Rewrite the part of the multiple sclerosis article starting at "Acknowledgements" and ending at "to statistical analysis.", with "technical support" replaced by "technical assistance".
══ EXTRACT PROVIDED
Attention and processing speed performance in multiple sclerosis is mostly related to thalamic volume

  • Alvino Bisecco
  • Svetlana Stamenova
  • Giuseppina Caiazzo
  • Alessandro d’Ambrosio
  • Rosaria Sacco
  • Renato Docimo
  • Sabrina Esposito
  • Mario Cirillo
  • Fabrizio Esposito
  • Simona Bonavita
  • Gioacchino Tedeschi
  • Antonio Gallo
Original Research

Abstract

Cognitive impairment (CI), mainly involving attention and processing speed (A-PS), is a common and disabling symptom in multiple sclerosis (MS). Symbol Digit Modalities Test (SDMT) is one of the more sensitive and reliable tests to assess A-PS deficits in MS. Structural MRI correlates of A-PS in MS still need to be clarified. This study aimed to investigate, in a large group of MS patients, the relationship between regional gray matter (GM) atrophy and SDMT performance. 125 relapsing remitting MS patients and 52 healthy controls (HC) underwent a 3 T–MRI protocol including high-resolution 3D–T1 imaging. All subjects underwent a neurological evaluation and SDMT. A Voxel Based Morphometry analysis was performed to assess: 1) correlations between regional GM volume and SDMT performance in MS patients; 2) regional differences in GM volume between MS patients and HC. Thalamic, putamen and cerebellar volumes were also calculated using FIRST tool from the FMRIB Software Library. A linear regression analysis was performed to assess the contribution of each one of these structures to A-PS performance. A significant negative correlation was found between regional GM volume and SDMT score at the level of the thalamus, cerebellum, putamen, and occipital cortex in MS patients. Thalamus, cerebellum and putamen also showed significant GM atrophy in MS patients compared to HC. Thalamic atrophy is also an independent and additional contributor to A-PS deficits in MS patients. These findings support the role of thalamus as the most relevant GM structure subtending A-PS performance in MS, as measured by SDMT.

Keywords

Multiple sclerosis Attention Processing speed Gray matter Magnetic resonance imaging Thalamus 

Notes

Acknowledgements

The authors thank all subjects, especially the patients with MS for the time and effort devoted to this study; Antonella Paccone, MRI Center “SUN-FISM,” University of Campania “Luigi Vanvitelli” and Institute of Diagnosis and Care “Hermitage-Capodimonte,” Naples, Italy for technical support; Mattia Siciliano, Department of Medical, Surgical, Neurological, Metabolic and Aging Sciences, University of Campania “Luigi Vanvitelli”, Italy for contributing to statistical analysis.

Compliance with ethical standards

Funding

This research received no specific grant from any funding agency in the public, commercial, or not-for-profit sectors.
════
══ RECORDS SUPPLIED
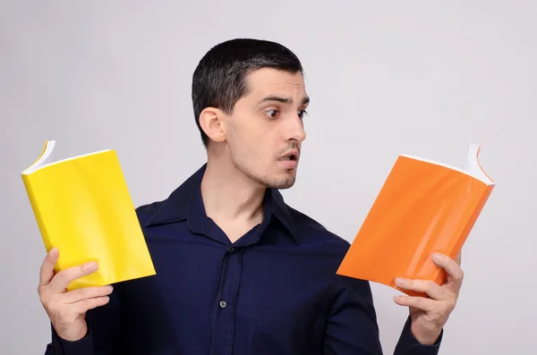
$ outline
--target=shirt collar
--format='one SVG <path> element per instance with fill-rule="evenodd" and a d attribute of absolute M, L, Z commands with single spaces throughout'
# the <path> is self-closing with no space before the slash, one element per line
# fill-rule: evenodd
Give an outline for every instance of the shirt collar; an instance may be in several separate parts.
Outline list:
<path fill-rule="evenodd" d="M 204 164 L 174 190 L 145 223 L 144 226 L 166 224 L 186 219 L 189 228 L 193 232 L 205 233 L 208 227 L 208 217 L 201 199 L 200 184 L 206 167 L 207 164 Z M 298 243 L 299 235 L 296 225 L 281 193 L 276 189 L 267 189 L 263 205 L 264 218 L 276 216 L 294 241 Z"/>

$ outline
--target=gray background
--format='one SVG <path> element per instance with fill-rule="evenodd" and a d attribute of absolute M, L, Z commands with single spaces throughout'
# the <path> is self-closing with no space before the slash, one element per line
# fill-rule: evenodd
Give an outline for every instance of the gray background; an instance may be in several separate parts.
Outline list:
<path fill-rule="evenodd" d="M 398 154 L 460 165 L 468 141 L 482 144 L 498 186 L 465 247 L 440 353 L 537 353 L 535 19 L 530 1 L 2 1 L 0 352 L 49 341 L 20 176 L 44 140 L 57 157 L 115 148 L 135 205 L 165 199 L 205 159 L 197 62 L 251 37 L 288 46 L 306 70 L 308 139 L 286 201 L 349 241 Z M 388 354 L 407 310 L 372 287 Z"/>

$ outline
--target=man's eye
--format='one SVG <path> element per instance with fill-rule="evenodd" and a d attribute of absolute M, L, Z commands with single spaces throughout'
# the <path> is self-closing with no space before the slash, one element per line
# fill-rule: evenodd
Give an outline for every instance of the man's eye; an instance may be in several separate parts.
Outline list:
<path fill-rule="evenodd" d="M 302 120 L 304 115 L 308 114 L 306 110 L 300 110 L 298 112 L 298 117 Z"/>
<path fill-rule="evenodd" d="M 270 117 L 270 118 L 277 118 L 278 111 L 277 110 L 267 110 L 267 111 L 265 111 L 265 114 L 267 114 L 268 115 L 268 117 Z"/>

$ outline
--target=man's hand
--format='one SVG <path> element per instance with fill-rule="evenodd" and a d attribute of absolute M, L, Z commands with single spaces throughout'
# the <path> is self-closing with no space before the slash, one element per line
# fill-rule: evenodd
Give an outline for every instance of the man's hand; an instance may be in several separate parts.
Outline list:
<path fill-rule="evenodd" d="M 88 331 L 88 309 L 108 303 L 112 286 L 87 287 L 67 292 L 72 281 L 97 271 L 97 263 L 88 263 L 55 274 L 58 250 L 52 249 L 43 260 L 38 292 L 41 303 L 58 336 L 67 341 L 83 338 Z"/>
<path fill-rule="evenodd" d="M 429 345 L 437 342 L 455 309 L 464 278 L 460 267 L 460 253 L 456 260 L 438 253 L 433 254 L 432 260 L 448 274 L 448 278 L 441 286 L 432 281 L 397 278 L 396 284 L 398 287 L 426 293 L 429 298 L 406 295 L 394 298 L 396 303 L 409 307 L 413 334 L 421 343 Z"/>

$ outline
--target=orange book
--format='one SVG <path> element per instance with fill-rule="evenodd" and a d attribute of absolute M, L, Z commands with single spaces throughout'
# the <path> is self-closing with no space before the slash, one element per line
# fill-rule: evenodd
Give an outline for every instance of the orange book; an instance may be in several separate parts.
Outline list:
<path fill-rule="evenodd" d="M 385 181 L 337 274 L 393 287 L 396 277 L 442 284 L 446 273 L 430 256 L 456 258 L 495 182 L 471 144 L 462 168 L 400 155 Z"/>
════
## SOLVED EXERCISE
Acknowledgements

The authors thank all subjects, especially the patients with MS for the time and effort devoted to this study; Antonella Paccone, MRI Center “SUN-FISM,” University of Campania “Luigi Vanvitelli” and Institute of Diagnosis and Care “Hermitage-Capodimonte,” Naples, Italy for technical assistance; Mattia Siciliano, Department of Medical, Surgical, Neurological, Metabolic and Aging Sciences, University of Campania “Luigi Vanvitelli”, Italy for contributing to statistical analysis.